Update the lines of each of the records below, changing "instance" to "occurrence" and leaving everything else the same.

[Entries on locating named things]
· · · ·

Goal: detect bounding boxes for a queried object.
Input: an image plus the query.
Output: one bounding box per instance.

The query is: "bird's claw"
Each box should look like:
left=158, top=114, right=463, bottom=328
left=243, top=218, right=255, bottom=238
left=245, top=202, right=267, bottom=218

· · · ·

- **Answer for this exercise**
Goal: detect bounding boxes for a queried object.
Input: an image plus the query.
Output: one bounding box per occurrence.

The query is: "bird's claw"
Each box should look like:
left=158, top=114, right=463, bottom=328
left=243, top=218, right=255, bottom=238
left=245, top=202, right=267, bottom=218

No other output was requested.